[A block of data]
==============================

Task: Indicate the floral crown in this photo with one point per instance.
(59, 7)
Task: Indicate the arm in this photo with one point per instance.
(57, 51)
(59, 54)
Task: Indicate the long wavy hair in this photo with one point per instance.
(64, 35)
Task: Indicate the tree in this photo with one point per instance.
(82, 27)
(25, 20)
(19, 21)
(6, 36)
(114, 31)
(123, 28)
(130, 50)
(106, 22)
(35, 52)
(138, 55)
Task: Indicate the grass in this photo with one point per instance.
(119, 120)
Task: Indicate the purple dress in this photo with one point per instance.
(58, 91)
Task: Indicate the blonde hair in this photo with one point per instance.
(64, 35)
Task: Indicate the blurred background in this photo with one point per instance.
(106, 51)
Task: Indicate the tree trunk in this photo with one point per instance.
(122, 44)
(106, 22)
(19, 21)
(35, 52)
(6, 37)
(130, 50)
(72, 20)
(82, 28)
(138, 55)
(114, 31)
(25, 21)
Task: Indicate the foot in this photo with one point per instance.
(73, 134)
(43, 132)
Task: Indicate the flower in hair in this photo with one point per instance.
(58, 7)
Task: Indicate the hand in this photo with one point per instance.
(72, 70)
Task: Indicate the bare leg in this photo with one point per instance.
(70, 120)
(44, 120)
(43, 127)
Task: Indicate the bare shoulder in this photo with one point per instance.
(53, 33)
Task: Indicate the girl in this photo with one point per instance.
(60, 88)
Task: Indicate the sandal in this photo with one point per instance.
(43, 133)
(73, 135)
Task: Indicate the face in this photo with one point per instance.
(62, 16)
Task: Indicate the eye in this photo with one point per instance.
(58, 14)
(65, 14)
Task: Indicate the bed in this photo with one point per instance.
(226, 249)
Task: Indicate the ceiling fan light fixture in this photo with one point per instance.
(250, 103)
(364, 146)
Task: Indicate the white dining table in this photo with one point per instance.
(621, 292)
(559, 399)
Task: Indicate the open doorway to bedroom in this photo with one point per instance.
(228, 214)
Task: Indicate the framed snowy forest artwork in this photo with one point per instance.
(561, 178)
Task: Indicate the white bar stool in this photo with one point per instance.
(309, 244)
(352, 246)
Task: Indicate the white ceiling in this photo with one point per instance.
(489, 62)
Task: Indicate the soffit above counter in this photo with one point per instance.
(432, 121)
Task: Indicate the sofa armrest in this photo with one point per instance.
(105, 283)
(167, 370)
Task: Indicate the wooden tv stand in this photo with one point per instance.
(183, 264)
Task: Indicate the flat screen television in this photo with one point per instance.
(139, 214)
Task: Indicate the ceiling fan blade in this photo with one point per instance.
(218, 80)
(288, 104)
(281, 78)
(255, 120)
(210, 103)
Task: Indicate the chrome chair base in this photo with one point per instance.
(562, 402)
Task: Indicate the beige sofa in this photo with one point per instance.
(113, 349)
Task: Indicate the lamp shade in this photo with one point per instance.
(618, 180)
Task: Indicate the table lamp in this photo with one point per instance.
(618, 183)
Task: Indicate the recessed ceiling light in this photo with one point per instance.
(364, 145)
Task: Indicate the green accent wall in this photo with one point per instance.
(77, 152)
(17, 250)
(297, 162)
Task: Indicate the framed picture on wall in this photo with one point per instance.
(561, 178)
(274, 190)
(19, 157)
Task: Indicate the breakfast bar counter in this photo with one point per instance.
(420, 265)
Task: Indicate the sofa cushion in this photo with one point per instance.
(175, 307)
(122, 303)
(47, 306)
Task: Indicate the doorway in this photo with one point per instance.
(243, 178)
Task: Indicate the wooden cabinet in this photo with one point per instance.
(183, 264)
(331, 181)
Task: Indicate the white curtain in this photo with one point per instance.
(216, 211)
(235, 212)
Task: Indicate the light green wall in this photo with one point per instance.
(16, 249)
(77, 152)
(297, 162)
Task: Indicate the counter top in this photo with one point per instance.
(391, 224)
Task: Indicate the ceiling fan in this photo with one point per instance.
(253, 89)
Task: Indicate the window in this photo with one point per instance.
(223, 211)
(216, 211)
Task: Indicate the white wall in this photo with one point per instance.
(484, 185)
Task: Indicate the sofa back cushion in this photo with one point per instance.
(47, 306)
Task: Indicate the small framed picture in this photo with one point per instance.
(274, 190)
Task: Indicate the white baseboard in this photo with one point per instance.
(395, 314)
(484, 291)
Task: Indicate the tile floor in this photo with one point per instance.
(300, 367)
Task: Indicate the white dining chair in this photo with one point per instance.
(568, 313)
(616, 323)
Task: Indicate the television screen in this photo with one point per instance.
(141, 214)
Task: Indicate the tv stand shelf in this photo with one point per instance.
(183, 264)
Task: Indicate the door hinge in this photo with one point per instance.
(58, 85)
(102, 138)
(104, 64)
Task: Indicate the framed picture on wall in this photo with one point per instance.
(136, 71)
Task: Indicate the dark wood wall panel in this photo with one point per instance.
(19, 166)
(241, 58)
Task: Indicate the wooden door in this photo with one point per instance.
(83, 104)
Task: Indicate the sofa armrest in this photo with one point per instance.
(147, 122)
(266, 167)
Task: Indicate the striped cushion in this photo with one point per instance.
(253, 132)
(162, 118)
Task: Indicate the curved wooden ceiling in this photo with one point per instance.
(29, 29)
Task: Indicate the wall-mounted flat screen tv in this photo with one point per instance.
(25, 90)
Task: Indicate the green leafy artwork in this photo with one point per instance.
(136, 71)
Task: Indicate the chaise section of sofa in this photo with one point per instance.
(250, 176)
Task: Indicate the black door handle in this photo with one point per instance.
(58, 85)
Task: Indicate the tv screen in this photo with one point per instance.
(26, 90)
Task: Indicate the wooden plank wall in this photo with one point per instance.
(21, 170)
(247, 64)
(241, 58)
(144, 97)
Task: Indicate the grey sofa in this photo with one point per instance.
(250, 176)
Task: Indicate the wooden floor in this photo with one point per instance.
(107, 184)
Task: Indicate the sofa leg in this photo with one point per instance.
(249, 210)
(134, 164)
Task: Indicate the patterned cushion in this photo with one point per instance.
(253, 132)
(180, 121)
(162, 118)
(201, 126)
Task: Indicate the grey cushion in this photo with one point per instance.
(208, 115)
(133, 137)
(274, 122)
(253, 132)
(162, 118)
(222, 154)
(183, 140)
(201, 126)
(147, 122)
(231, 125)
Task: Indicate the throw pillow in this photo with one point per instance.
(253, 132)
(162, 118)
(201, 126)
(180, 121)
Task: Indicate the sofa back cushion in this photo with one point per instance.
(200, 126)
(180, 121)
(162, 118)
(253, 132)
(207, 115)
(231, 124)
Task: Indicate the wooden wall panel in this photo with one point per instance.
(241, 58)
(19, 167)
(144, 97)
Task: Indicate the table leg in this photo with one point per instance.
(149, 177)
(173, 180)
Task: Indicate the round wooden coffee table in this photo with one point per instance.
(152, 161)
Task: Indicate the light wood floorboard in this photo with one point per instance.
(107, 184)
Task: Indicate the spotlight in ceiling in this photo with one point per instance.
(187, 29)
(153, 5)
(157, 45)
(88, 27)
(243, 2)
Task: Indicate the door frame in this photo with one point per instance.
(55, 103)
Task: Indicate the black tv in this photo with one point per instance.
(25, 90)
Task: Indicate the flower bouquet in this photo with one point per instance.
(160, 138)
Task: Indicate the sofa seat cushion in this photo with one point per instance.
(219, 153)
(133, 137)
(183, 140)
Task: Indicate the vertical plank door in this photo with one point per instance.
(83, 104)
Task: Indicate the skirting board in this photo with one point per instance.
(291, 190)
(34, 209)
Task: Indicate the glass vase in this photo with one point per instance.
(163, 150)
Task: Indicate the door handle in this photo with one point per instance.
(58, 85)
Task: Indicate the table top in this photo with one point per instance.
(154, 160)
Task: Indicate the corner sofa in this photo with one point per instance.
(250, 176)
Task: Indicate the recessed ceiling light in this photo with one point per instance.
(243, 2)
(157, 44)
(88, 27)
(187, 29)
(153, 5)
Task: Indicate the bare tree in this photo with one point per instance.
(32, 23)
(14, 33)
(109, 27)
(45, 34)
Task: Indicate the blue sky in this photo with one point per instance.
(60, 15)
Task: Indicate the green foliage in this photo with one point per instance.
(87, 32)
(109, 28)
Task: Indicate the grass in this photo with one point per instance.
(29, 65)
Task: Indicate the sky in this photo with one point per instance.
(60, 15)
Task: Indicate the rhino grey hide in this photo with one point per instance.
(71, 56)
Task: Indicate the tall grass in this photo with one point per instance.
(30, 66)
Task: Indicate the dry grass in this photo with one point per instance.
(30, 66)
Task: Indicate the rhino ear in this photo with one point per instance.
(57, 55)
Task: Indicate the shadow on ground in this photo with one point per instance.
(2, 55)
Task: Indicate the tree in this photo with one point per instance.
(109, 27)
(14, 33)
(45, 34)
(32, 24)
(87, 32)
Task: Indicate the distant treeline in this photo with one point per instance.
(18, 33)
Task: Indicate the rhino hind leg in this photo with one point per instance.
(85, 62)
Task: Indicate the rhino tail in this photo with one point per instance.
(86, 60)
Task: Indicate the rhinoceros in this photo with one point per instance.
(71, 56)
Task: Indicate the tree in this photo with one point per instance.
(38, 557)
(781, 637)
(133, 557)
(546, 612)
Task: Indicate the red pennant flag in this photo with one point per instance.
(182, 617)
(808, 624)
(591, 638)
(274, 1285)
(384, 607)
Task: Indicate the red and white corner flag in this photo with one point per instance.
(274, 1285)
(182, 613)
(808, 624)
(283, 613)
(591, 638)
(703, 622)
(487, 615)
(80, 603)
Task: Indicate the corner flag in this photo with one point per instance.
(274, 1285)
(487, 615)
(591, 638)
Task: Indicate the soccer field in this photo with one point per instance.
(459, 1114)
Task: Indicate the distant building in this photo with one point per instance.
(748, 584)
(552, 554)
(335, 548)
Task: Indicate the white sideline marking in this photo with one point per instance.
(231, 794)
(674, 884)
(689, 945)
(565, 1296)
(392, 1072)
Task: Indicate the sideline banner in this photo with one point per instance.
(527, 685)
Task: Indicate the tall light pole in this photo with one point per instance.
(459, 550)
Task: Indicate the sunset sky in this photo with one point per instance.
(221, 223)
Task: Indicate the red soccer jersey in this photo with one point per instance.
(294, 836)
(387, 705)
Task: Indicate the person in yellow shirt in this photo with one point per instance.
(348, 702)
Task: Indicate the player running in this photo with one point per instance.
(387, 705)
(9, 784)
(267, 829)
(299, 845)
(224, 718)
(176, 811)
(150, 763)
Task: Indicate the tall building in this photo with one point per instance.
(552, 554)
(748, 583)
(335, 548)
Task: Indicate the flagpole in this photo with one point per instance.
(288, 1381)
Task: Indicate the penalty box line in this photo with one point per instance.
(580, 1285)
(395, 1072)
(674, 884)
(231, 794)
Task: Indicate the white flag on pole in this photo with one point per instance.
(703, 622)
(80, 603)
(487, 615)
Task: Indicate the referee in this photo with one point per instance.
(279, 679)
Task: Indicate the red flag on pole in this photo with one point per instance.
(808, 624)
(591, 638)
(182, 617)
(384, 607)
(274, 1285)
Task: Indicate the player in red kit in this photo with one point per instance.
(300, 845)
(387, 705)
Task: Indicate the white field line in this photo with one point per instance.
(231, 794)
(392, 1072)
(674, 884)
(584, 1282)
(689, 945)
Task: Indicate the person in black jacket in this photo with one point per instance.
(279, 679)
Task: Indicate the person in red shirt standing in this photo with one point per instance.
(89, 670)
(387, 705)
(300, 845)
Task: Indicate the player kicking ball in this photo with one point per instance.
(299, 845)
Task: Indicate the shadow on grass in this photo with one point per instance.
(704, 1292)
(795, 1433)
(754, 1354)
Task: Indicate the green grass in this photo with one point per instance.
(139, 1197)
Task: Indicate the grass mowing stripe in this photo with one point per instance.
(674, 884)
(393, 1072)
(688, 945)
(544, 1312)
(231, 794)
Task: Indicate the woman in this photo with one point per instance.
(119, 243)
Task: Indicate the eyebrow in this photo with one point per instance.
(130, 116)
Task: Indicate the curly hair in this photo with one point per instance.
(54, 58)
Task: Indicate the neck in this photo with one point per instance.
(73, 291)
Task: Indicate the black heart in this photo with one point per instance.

==============================

▶ **Direction**:
Repeat, without changes, every line from the one that contains "Task: Indicate the tall building" through the final line of the data.

▶ **Result of the task**:
Task: Indicate the tall building in this photo with one point per instance.
(552, 554)
(748, 583)
(335, 548)
Task: Indicate the flagpole in this photo with one point per instance.
(288, 1381)
Task: Indicate the penalty box line in this photo with one point per instance.
(580, 1285)
(395, 1072)
(674, 884)
(231, 794)
Task: Indicate the white flag on pole in this photo with one point per instance.
(703, 622)
(80, 603)
(487, 615)
Task: Indicate the referee in this photo with one point per instance.
(279, 679)
Task: Indicate the red flag on pole in this photo with one point per instance.
(808, 624)
(591, 638)
(182, 617)
(384, 607)
(274, 1285)
Task: Indicate the player in red kit in this photo with one point per instance.
(300, 845)
(387, 705)
Task: Indicate the white field line in this photo with one point per instance.
(231, 794)
(392, 1072)
(674, 884)
(584, 1282)
(689, 945)
Task: Indicate the person in black jacket in this photo with one point per instance.
(279, 679)
Task: Indicate the person in red shirt standing in this photo with one point per instance.
(89, 670)
(387, 705)
(300, 845)
Task: Indicate the player kicking ball in this photo with one point per instance.
(299, 845)
Task: Indicate the shadow on grass in this photo with one point per instance.
(704, 1292)
(795, 1433)
(754, 1354)
Task: Indicate the green grass in this photo with one point per instance.
(139, 1197)
Task: Indicate the grass mowing stripe in this photo with one point per instance.
(674, 884)
(393, 1072)
(688, 945)
(544, 1312)
(231, 794)
Task: Indicate the woman in this photo with one point per instance.
(119, 243)
Task: Indicate the eyebrow in this photo with one point per instance.
(130, 116)
Task: Indicate the curly hair in this photo with one point per instance.
(54, 58)
Task: Indicate the neck in this photo with one point per instance.
(73, 291)
Task: Indicate the black heart in this photo with one point per instance.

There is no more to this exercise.